__Problem to work on__: Could you rescale the records below by copying every line in full, except the pictures, with each bounding-box coordinate multiplied by 1.7 and rounded to a whole number (halves round up)? All other numbers should stay as they are.

__Extracted entries__:

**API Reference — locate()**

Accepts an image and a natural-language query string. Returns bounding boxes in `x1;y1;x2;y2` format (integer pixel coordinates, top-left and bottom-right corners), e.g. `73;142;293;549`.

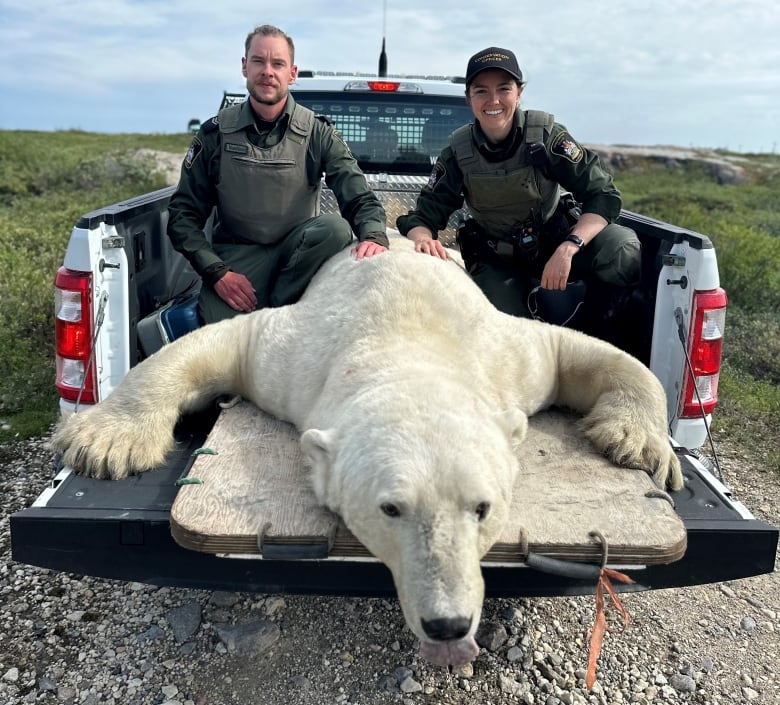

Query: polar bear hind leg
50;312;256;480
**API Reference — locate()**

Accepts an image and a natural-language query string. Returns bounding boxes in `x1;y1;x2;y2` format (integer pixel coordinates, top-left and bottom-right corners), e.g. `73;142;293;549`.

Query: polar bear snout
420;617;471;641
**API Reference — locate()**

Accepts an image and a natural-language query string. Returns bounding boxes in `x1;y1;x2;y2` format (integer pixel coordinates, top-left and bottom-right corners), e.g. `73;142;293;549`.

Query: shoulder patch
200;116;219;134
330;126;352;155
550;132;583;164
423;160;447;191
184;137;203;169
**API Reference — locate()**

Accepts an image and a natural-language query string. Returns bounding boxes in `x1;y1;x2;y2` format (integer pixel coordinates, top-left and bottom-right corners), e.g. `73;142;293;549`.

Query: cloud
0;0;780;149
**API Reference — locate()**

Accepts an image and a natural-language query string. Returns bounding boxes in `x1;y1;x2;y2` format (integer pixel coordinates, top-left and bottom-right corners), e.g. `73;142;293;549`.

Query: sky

__Final result__:
**API Reference — locate()**

Accepts an image and a natural-language query string. Returns bounding boxes in `x1;y1;x2;y2` format (integer pixel coordinates, top-left and bottom-right corners), e.g. `73;142;293;549`.


Query: polar bear hind leg
85;530;435;816
**API Reference — locate()**

Accepts an image and a natural-language query string. Returns bounding boxes in `x1;y1;x2;y2` format (integer pixel coordinates, top-left and bottom-right corners), e.g. `73;142;293;549`.

Query: polar bear snout
714;1049;801;1090
**API Reference — locate()**

Accepts an image and a natural-language query string. Returns bounding boxes in `x1;y1;x2;y2` format (integer pixel coordinates, top-left and bottom-right corners), e.g. `73;142;293;549`.

Query: shoulder patch
340;197;372;228
561;214;598;264
935;224;991;279
719;272;760;325
313;233;345;287
**API Reference — locate()**

Accepts an image and a natural-language query string. Returns bounding boxes in `x1;y1;x2;y2` format (integer pixel coordinates, top-left and bottom-right corners), e.g. `73;142;293;549`.

Query: cloud
0;0;1326;253
**API Reference — locate()**

Accepts an image and a natural-language query string. Returns bounding boxes in `x1;y1;x2;y2` format (integer pixel coordinates, top-left and bottom-right corners), e.g. `73;142;293;549`.

Query: sky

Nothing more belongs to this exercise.